Document:
Sunday, June 7, 2020

10. Breakpoint adjustment and its effect on the scaling behaviour of anomalies

In my previous post (see here) I demonstrated that the noise or random temporal fluctuations in the temperature anomaly from weather station data were not consistent with white noise, but were instead characteristic of a one-dimensional time-dependent fractal with a 1/√ω power spectrum (where ω is the frequency of the oscillations in the noise signal). I then showed that these temperature fluctuations exhibit self-similarity with a fractal dimension of 0.25 (approximately). I also showed that one consequence of this is that the expected long term temperature fluctuations (i.e. those with timescales greater than 100 years) would be at least six times greater in magnitude (almost 1.0 °C) than most climate scientists probably realize. This analysis was done on the original raw unadulterated data (or at least what I assume is the original raw unadulterated data). In this post I shall apply the same technique to data that has been processed and adjusted by Berkeley Earth and look at the difference.

One of the most frequent claims made against climate science by sceptics is that the temperature data is manipulated. It is of course a claim that those climate scientists deny, but ever since the Climategate email scandal there has been a bad smell. It was, after all, that bad smell that prompted Richard Muller to set up Berkeley Earth in order to provide some independent verification of the results that the other groups (NOAA, GISS, HADCRUT) were producing.

Stored data:
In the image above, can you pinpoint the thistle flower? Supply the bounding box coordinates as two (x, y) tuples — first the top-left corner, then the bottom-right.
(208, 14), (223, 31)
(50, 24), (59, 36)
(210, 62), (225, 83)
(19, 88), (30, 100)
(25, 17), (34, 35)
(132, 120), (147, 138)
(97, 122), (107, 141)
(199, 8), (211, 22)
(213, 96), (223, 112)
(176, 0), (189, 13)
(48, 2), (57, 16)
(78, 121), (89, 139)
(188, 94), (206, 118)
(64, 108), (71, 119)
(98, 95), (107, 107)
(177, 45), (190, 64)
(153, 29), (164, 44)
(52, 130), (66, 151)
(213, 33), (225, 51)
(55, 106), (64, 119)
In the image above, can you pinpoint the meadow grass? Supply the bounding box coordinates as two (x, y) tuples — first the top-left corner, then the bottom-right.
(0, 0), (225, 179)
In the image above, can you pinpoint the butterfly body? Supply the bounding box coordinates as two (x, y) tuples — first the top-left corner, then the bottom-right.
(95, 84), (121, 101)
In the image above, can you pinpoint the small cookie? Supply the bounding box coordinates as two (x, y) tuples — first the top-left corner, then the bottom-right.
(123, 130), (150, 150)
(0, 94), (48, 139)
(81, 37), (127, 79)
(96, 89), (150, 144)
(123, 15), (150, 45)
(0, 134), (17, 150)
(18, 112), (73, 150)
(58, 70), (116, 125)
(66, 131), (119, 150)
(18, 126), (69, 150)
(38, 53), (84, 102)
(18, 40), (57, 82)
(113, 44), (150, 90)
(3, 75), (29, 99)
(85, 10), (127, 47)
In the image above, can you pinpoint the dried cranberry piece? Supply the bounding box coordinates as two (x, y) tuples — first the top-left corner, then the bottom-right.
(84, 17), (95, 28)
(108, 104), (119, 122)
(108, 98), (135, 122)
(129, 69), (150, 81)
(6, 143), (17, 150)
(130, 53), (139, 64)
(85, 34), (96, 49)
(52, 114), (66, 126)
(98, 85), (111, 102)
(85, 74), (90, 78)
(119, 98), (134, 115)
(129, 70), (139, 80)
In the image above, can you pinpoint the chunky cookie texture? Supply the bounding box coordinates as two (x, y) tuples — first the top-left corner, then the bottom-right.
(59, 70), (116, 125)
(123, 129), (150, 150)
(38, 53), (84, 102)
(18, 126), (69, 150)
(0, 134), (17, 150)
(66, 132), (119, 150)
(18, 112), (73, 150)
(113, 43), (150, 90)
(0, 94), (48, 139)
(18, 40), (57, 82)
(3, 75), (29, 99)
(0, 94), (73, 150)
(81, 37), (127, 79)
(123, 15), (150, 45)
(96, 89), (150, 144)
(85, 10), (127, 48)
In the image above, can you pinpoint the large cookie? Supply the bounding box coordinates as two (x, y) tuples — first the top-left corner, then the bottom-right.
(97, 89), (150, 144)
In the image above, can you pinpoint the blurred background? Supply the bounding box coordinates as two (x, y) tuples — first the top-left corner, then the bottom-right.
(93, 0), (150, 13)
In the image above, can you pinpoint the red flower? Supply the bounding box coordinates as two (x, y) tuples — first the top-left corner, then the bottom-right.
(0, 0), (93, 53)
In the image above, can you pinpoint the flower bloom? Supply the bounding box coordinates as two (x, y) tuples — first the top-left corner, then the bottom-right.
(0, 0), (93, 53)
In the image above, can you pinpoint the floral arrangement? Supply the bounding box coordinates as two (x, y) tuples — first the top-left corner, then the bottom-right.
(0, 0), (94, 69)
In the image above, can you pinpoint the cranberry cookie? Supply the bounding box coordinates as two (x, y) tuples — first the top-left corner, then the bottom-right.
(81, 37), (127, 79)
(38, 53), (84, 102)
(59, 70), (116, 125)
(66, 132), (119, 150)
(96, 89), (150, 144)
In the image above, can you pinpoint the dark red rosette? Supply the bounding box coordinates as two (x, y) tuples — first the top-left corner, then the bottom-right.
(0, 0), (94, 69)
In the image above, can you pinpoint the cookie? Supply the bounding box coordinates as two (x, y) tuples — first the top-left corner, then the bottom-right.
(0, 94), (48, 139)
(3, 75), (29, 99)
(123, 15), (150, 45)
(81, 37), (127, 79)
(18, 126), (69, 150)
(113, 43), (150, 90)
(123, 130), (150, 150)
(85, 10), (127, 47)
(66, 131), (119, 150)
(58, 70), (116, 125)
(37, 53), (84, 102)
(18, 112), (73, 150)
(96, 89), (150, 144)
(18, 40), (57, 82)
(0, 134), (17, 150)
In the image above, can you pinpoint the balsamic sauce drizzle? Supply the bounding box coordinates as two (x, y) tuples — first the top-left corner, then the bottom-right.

What is asked:
**1.** For each statement below, state whether it agrees with the post on breakpoint adjustment, answering yes or no and quoting the words of the post that decide it.
(a) The temperature fluctuations in the weather station data were found to be consistent with white noise.
(b) The temperature fluctuations were found to have a fractal dimension of about 0.25.
(c) Richard Muller set up Berkeley Earth.
**2.** Answer these questions from the post on breakpoint adjustment.
(a) What power spectrum did the noise in the temperature anomaly show?
(b) What timescales count as long-term temperature fluctuations?
(c) Which groups' results was Berkeley Earth meant to verify independently?

Exercise solutions:
**1.**
(a) No: "were not consistent with white noise"
(b) Yes: "a fractal dimension of 0.25 (approximately)"
(c) Yes: "prompted Richard Muller to set up Berkeley Earth"

**2.**
(a) A 1/√ω power spectrum
(b) Timescales greater than 100 years
(c) NOAA, GISS and HADCRUT